▸ ЗАДАНИЕ A: Как изложить фрагмент о Свифте в двух предложениях?

▸ ФРАГМЕНТ ИСТОЧНИКА:
▼

Когда она умерла и Стелла узнала, что Свифт посвятил ей чудесные строки, она сказала: «Это меня ничуть не удивляет, ведь всем известно, что настоятель умеет чудесно описывать даже палку от метлы». Вот женщина женщина до мозга костей! Видели вы когда-нибудь, чтобы одна из них простила другую?
В примечании к биографии Свифта Скотт пишет, что друг Свифта, доктор Тьюк из Дублина, хранил локон Стеллы, завернутый Свифтом в бумажку, на которой рукой самого настоятеля было написано: «Женские волосы, и ничего больше». Вот пример, пишет Скотт, стремления настоятеля скрыть свои чувства под маской циничного равнодушия.
Обратите внимание, сколь различны мнения критиков! Свидетельствуют ли эти слова о равнодушии или о стремлении скрыть свои чувства? Слышали ли вы или читали когда-нибудь более трогательные слова? Женские волосы, и ничего больше; любовь, верность, чистота, невинность, красота, и ничего больше; самое нежное сердце на свете, истерзанное и раненое, – ныне уж недоступное горечи разбитых надежд, оскорбленной любви и безжалостной разлуки: остался этот локон, и ничего больше; да еще воспоминания и раскаянье для терзаемого совестью одинокого бедняги, содрогающегося над могилой своей жертвы.
Но он, которого так много любили, сам тоже должен был изведать любовь. Сокровища не только ума и мудрости, но и нежности наверняка прятал этот человек в тайниках своего мрачного сердца и порой, под влиянием порыва, показывал тем немногим, кого он туда допускал. Но бывать там вовсе не доставляло удовольствия. Люди не оставались там долго и страдали оттого, что побывали там[42]. Рано или поздно он уходил от всякой привязанности. Стелла и Ванесса обе умерли подле него и в то же время вдали от него. У него не хватило мужества смотреть, как они умирают. Он порвал со своим самым близким другом Шериданом; он тайком скрылся от своего самого пылкого поклонника Попа. Его смех дребезжит в наших ушах через сто сорок лет. Он всегда был одинок – одиноко скрежетал зубами во тьме, за исключением того времени, когда нежная улыбка Стеллы озаряла его. Когда она исчезла, его окружило безмолвие и непроглядная ночь. Это был величайший гений, и ужасны были его падение и гибель. Он представляется мне столь великим, что его падение подобно для меня падению целой империи. Нам предстоит говорить здесь о других великих именах – но, думается мне, среди них нет ни одного столь великого и столь мрачного.

▲

▸ Записи точечной разметки:
▼

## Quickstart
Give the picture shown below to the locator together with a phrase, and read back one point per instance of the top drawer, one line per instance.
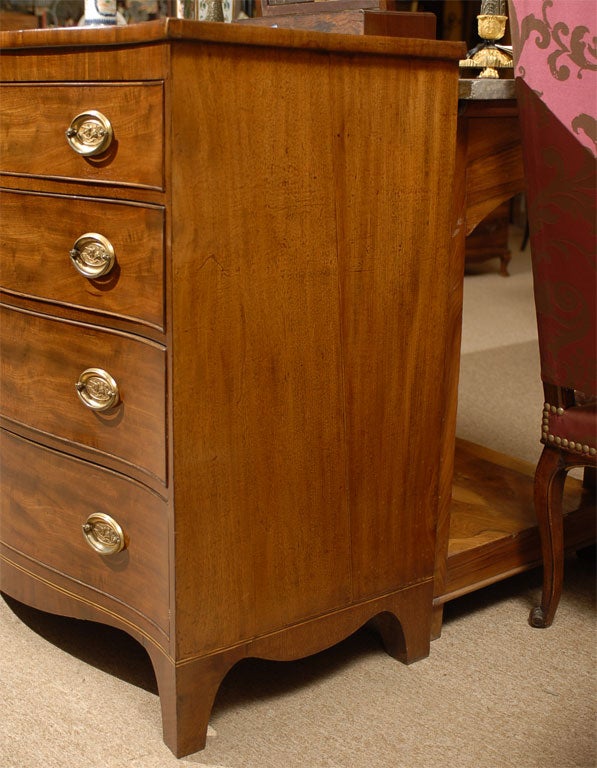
(35, 120)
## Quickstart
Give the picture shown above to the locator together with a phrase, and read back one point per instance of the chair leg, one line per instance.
(550, 477)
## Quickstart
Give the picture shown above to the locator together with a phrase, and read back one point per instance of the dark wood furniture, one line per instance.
(223, 436)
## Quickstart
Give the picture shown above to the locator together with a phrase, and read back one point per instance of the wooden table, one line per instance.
(488, 530)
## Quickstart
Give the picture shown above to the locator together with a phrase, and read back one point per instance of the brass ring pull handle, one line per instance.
(89, 133)
(97, 389)
(92, 255)
(103, 534)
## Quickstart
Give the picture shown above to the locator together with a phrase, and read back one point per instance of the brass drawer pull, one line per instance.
(89, 133)
(97, 389)
(103, 534)
(92, 255)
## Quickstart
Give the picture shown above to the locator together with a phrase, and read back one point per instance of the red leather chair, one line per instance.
(556, 84)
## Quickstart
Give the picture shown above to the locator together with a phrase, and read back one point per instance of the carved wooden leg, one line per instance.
(550, 476)
(187, 693)
(408, 638)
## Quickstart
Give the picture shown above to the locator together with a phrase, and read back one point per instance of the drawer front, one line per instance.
(41, 361)
(46, 500)
(39, 232)
(35, 119)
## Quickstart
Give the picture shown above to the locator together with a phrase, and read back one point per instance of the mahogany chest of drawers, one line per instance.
(226, 303)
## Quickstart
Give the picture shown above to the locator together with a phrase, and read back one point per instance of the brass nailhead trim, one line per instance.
(571, 445)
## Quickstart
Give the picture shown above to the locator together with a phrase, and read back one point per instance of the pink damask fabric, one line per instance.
(555, 53)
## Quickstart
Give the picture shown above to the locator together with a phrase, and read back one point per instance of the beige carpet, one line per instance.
(494, 693)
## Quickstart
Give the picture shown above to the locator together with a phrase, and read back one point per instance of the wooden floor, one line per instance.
(493, 531)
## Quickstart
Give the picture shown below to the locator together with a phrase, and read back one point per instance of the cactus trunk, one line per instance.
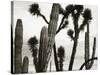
(43, 50)
(25, 65)
(86, 50)
(18, 46)
(87, 53)
(52, 29)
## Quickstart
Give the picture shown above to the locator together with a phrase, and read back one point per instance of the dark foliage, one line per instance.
(61, 53)
(34, 9)
(70, 33)
(87, 17)
(33, 45)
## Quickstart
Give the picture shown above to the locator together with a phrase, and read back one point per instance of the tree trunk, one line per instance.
(18, 47)
(73, 52)
(55, 58)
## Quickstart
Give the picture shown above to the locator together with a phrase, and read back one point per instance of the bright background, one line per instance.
(5, 35)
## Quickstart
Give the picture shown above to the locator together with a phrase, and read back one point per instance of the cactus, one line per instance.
(87, 53)
(43, 49)
(61, 55)
(25, 65)
(86, 49)
(18, 46)
(52, 29)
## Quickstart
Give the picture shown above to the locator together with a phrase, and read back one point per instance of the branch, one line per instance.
(44, 18)
(92, 59)
(60, 25)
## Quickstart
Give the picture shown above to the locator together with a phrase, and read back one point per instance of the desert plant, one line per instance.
(61, 55)
(87, 53)
(76, 13)
(43, 50)
(18, 46)
(19, 67)
(25, 65)
(33, 42)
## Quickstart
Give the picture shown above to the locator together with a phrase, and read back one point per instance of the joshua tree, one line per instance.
(35, 10)
(33, 47)
(61, 55)
(18, 46)
(19, 67)
(76, 13)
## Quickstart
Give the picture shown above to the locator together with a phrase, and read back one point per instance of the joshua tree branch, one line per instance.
(92, 59)
(44, 18)
(60, 25)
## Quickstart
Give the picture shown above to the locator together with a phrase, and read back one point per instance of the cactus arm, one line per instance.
(43, 49)
(93, 53)
(52, 29)
(18, 46)
(25, 65)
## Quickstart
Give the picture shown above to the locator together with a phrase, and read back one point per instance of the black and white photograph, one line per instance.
(53, 37)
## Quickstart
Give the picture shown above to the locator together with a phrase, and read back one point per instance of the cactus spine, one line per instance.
(43, 49)
(18, 46)
(52, 28)
(25, 65)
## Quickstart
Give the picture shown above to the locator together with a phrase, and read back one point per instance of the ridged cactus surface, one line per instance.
(43, 49)
(25, 65)
(18, 46)
(52, 28)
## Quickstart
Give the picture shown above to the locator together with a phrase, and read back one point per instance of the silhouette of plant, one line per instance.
(35, 10)
(61, 55)
(76, 13)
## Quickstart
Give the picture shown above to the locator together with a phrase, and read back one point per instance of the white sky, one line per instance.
(32, 26)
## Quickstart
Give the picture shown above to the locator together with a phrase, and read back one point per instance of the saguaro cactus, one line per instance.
(25, 65)
(52, 28)
(87, 50)
(18, 46)
(43, 49)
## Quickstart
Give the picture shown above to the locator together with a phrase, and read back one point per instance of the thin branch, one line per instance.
(92, 59)
(60, 25)
(44, 18)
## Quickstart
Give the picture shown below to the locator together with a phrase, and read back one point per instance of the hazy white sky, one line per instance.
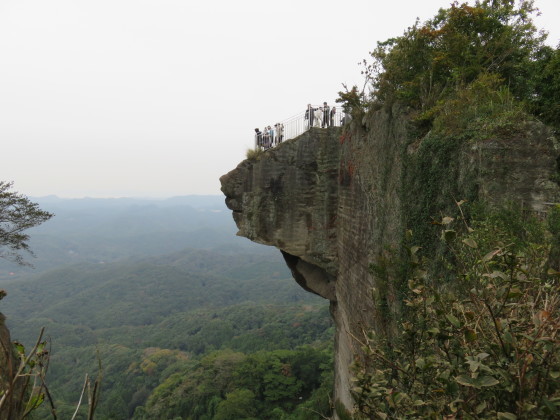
(155, 98)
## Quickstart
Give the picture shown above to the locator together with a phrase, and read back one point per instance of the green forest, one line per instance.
(214, 331)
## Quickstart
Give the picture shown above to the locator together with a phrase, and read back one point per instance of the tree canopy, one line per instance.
(434, 60)
(17, 214)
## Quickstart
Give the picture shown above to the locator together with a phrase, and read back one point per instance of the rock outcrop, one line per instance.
(334, 200)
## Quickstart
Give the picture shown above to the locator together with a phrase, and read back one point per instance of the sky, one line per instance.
(159, 98)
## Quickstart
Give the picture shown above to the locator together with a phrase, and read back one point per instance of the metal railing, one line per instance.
(314, 116)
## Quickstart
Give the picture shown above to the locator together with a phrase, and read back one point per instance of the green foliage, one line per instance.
(545, 103)
(292, 384)
(484, 346)
(453, 49)
(17, 214)
(429, 66)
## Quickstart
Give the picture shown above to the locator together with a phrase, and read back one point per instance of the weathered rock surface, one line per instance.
(333, 202)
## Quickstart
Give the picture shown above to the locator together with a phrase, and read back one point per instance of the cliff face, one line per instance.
(333, 202)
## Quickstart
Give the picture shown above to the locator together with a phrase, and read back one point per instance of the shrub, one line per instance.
(483, 346)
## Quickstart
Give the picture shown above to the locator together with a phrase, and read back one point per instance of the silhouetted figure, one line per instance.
(326, 116)
(258, 138)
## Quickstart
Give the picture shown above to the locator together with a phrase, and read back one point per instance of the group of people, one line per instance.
(269, 137)
(320, 117)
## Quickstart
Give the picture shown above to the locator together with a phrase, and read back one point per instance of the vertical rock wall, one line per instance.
(334, 202)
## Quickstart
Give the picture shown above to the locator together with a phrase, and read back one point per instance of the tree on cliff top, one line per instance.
(17, 214)
(433, 60)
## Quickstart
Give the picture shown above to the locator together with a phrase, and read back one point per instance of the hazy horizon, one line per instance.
(123, 98)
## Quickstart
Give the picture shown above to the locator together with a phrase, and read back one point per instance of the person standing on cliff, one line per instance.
(309, 115)
(258, 138)
(326, 116)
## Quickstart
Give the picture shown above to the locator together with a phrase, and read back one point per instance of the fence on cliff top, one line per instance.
(298, 124)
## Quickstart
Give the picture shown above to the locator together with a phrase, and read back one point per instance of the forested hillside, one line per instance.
(163, 322)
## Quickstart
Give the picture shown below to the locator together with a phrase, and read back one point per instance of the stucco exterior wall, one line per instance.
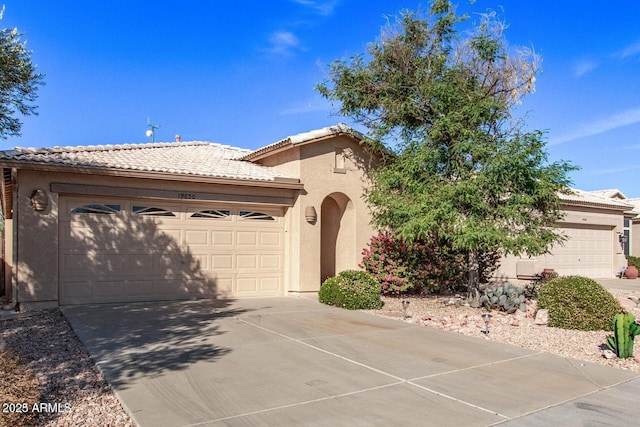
(36, 232)
(635, 238)
(334, 174)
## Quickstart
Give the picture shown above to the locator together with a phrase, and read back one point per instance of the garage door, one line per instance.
(114, 250)
(588, 252)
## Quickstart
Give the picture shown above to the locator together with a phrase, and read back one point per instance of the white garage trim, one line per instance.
(121, 250)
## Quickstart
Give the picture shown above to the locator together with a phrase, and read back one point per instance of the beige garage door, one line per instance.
(114, 250)
(588, 252)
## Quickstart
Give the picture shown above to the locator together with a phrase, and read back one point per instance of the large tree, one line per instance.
(19, 81)
(465, 169)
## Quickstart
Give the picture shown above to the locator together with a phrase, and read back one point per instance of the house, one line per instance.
(598, 228)
(162, 221)
(180, 220)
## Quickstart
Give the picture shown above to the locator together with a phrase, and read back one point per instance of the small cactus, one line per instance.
(504, 297)
(625, 329)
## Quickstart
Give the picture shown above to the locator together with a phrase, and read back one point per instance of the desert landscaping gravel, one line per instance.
(43, 362)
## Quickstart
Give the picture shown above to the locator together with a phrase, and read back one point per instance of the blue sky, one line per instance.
(243, 73)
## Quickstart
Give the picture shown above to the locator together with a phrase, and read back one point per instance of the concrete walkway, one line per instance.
(292, 361)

▲

▸ ЗАДАНИЕ B: Какие строки перечня содержат слово «dark»? Определите их с учетом регистра и выпишите каждую целиком.

▸ ОТВЕТ A: Скотт видел в надписи Свифта «Женские волосы, и ничего больше» на бумажке с локоном Стеллы стремление скрыть чувства под маской циничного равнодушия, тогда как в тексте эти слова названы трогательными. Свифт, которого так много любили, рано или поздно уходил от всякой привязанности и всегда был одинок, кроме тех времен, когда его озаряла улыбка Стеллы, а падение этого величайшего гения уподоблено падению целой империи.

▸ ОТВЕТ B:
Give the picture shown above to the locator together with a phrase, and read back one point per instance of the dark wood furniture, one line per instance.
Give the picture shown above to the locator together with a phrase, and read back one point per instance of the dark foliage, one line per instance.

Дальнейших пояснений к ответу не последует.